* Given instruction *
List each line below that contains the word "Object", copying every such line in full.
## Start
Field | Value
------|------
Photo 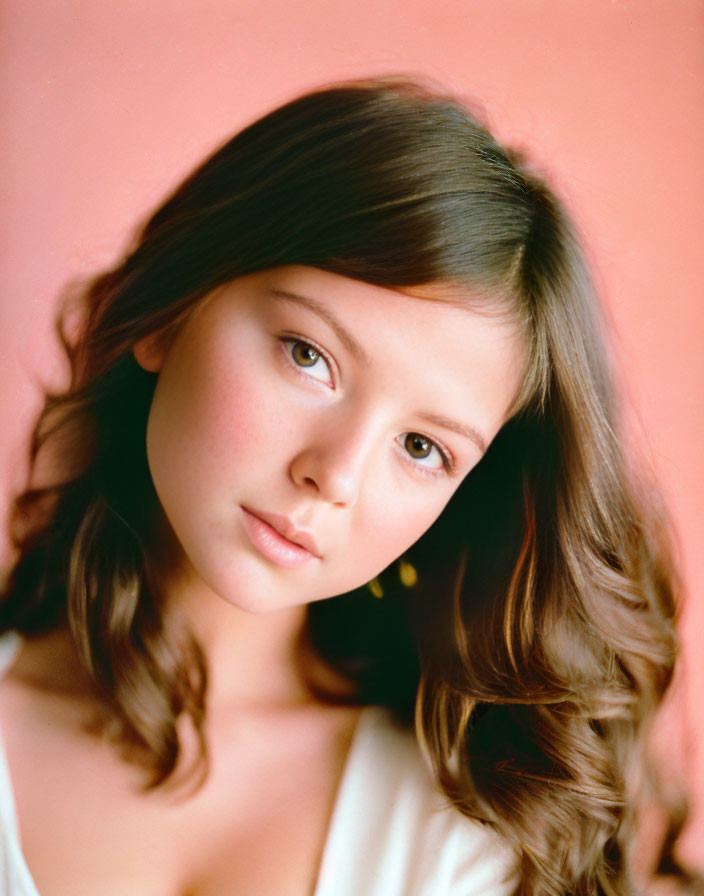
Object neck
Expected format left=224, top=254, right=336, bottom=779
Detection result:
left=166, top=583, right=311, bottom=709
## End
## Start
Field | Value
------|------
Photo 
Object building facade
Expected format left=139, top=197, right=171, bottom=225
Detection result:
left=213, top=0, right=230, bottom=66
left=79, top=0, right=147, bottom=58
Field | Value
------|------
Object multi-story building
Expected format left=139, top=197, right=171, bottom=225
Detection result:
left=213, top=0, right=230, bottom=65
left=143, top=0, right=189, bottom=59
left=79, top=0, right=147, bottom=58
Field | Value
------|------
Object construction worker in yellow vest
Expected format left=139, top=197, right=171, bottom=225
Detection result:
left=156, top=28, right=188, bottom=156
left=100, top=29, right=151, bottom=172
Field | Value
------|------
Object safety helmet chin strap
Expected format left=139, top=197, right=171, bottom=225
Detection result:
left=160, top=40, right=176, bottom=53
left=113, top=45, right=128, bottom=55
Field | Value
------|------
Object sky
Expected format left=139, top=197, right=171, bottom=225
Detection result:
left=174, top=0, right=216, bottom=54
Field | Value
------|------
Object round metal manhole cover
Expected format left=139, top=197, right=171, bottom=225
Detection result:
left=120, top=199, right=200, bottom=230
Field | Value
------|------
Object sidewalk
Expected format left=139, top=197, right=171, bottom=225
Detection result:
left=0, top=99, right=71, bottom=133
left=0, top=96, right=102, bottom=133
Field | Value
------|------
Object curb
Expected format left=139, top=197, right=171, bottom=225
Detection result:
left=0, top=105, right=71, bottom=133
## End
* Written answer *
Object neck
Object building facade
Object multi-story building
Object construction worker in yellow vest
Object safety helmet chin strap
Object sky
Object round metal manhole cover
Object sidewalk
Object curb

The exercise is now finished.